• _Texto de la página_
------------------------
Marcos Manuel "El Gordo": Tributo y homenaje

Esta entrada está realizada durante mayo de 2016, de ahí que las fechas estén atrasadas.

Si hay algo que puedo sacar en claro de todo el caos que viene a ser mi vida en lo emocional, personal y académico de lo que llevamos de 2016, es que todas las malas noticias vienen juntas. En un rápido vistazo a mi pasado más reciente, he experimentado esta misma sensación otras dos veces en mi vida: la primera fue durante la era Joshy Pig (que en algún momento continuaré relatando en este mismo blog) y la segunda, el fallecimiento de mi abuela hace tres años. Salvando las distancias de edad y contexto, el sentimiento era el mismo. Me abrumaba el hecho de que todo lo "malo" tuviera que suceder tan seguido, como si se tratase de un perverso efecto dominó. Como bien especifiqué ya en una entrada anterior (a la que pueden acceder aquí), no estoy en los mejores momentos de mi vida y es por eso que la noticia que he recibido y atestiguado hace pocos días (el 23 de mayo, para ser exactos) me ha tocado un poco y me ha hecho reflexionar. Ese mismo día fallecía mi abuelo Marcos Manuel (de él obtuve mi nombre "real") a los 87 años en una cama del Hospital Universitario Doctor Negrín. Por respeto tanto a mi propia persona como a todos los familiares afectados por la pérdida, no daré dato alguno referente a las condiciones de su muerte ni de su persona más allá de su nombre y alguna cosa muy general. Lo que tienen que saber, por ahora, es que los Suárez (mi apellido "real") estamos de luto por la dura pero inevitable pérdida de quien fuera y es, junto con Ninita, un ejemplo de esfuerzo, bondad, sabiduría y buen hacer.
------------------------
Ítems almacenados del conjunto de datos
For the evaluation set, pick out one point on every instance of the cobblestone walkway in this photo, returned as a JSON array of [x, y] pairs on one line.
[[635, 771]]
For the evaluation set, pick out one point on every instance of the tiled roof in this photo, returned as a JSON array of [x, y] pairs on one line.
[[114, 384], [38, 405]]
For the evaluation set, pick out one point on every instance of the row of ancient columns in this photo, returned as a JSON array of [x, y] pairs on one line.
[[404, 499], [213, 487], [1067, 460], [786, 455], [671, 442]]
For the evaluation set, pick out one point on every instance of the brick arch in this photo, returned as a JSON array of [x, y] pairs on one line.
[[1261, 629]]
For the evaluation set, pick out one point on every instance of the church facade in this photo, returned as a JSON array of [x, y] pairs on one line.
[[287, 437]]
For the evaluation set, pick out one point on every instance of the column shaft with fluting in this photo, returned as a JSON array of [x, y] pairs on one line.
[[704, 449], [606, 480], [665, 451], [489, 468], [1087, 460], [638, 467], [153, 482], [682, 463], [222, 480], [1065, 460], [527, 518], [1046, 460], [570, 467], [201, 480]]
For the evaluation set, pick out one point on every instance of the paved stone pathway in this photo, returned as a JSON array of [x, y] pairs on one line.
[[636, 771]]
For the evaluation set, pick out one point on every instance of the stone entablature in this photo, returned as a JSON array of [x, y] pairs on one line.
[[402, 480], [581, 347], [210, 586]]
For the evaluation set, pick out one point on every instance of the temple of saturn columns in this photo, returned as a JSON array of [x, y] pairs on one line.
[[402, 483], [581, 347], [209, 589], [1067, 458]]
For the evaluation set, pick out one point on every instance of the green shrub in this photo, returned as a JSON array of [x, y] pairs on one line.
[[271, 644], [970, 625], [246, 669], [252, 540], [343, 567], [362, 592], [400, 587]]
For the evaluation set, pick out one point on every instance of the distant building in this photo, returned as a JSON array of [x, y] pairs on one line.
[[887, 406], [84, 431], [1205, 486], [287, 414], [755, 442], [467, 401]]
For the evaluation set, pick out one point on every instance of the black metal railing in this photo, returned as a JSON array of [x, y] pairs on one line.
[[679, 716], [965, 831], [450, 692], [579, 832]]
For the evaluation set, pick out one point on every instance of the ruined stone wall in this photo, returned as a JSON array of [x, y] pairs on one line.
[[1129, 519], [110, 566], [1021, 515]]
------------------------
• _Descripción de la tarea_
Responda estas preguntas a partir de la entrada sobre Marcos Manuel:
(a) ¿Durante qué mes y año se realizó la entrada?
(b) ¿A qué edad falleció el abuelo Marcos Manuel?
(c) ¿Qué apellido se presenta como el "real" de la familia en luto?
Para esta actividad no se requiere consultar los ítems.

• _Resultado del ejercicio_
(a) Mayo de 2016.
(b) A los 87 años.
(c) Suárez.